Dataset entries:
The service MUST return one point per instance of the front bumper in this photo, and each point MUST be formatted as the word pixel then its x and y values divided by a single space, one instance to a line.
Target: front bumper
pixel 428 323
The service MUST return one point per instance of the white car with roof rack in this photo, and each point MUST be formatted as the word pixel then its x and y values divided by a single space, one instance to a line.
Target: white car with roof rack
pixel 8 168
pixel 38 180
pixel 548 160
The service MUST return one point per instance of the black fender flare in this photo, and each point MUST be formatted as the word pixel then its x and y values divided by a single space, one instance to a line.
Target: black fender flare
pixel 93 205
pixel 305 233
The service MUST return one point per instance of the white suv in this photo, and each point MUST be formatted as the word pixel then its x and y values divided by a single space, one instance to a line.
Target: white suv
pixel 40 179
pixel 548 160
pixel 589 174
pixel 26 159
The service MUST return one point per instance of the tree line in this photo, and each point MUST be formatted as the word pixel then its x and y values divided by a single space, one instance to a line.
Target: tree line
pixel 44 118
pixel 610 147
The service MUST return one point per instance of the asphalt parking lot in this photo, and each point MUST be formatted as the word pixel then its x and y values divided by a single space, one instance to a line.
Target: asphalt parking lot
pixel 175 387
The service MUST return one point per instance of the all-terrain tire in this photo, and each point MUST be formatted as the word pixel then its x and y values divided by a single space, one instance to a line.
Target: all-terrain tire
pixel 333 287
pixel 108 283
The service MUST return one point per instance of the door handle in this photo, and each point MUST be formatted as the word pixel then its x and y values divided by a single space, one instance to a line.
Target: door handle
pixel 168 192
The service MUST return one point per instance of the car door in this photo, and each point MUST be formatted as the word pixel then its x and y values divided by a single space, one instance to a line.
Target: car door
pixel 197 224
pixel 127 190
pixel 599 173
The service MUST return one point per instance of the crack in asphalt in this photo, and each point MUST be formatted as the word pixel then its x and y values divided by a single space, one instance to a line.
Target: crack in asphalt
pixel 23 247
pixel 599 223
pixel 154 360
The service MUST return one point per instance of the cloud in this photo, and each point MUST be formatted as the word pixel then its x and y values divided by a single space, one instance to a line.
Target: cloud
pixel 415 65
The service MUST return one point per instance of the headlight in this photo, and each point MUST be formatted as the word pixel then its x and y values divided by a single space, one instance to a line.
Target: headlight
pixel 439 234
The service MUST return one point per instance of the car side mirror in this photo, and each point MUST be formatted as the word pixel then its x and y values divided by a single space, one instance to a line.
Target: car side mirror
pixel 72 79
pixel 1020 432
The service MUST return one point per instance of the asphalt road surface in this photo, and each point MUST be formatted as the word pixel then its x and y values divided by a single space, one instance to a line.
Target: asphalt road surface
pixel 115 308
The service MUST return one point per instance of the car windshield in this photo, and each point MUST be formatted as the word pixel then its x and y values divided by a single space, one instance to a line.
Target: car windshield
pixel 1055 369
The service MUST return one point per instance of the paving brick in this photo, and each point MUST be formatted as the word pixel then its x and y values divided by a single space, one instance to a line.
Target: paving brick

> **WHAT THIS TASK INVOLVES**
Rewrite the lines above as a numbered list with any blank lines omitted, starting at the line that contains "The service MUST return one point per instance of the black" and stopping after the line that contains "pixel 599 173".

> **SOLUTION**
1. The service MUST return one point per instance of the black fender flare in this photo, and each point MUST be formatted as the word pixel then its x and y values divided by a single space, one instance to a line.
2. Target: black fender flare
3. pixel 93 205
4. pixel 305 233
5. The service MUST return one point per instance of the white suv in this photo, and each point MUST be formatted as the word pixel then its x and y values divided by a single space, one instance to a line.
6. Target: white suv
7. pixel 40 179
8. pixel 548 160
9. pixel 589 174
10. pixel 26 159
11. The service MUST return one point per instance of the tree line in this photo, and each point MUST be formatted as the word pixel then its x and y values divided by a single space, one instance to a line.
12. Target: tree line
13. pixel 44 118
14. pixel 610 147
15. The service MUST return one point per instance of the asphalt parking lot in this photo, and each point MUST be formatted as the word pixel then its x and y values divided by a single space, one instance to a line.
16. Target: asphalt parking lot
17. pixel 175 387
18. The service MUST return one point per instance of the all-terrain tire in this photo, and each point MUST be formatted as the word pixel then its x and y values divided by a single space, one instance to a line.
19. Target: all-terrain tire
20. pixel 333 287
21. pixel 108 283
22. The service MUST return one point per instance of the door handle in this photo, and each point MUST be formatted as the word pixel then its x and y values divided by a single space, one instance to a line.
23. Target: door handle
24. pixel 168 192
25. The service MUST return one point per instance of the car door in this photo, and each point MUST be formatted as the word pixel then its x and y values divided by a single space, one instance to a line.
26. Target: car door
27. pixel 197 224
28. pixel 127 190
29. pixel 599 173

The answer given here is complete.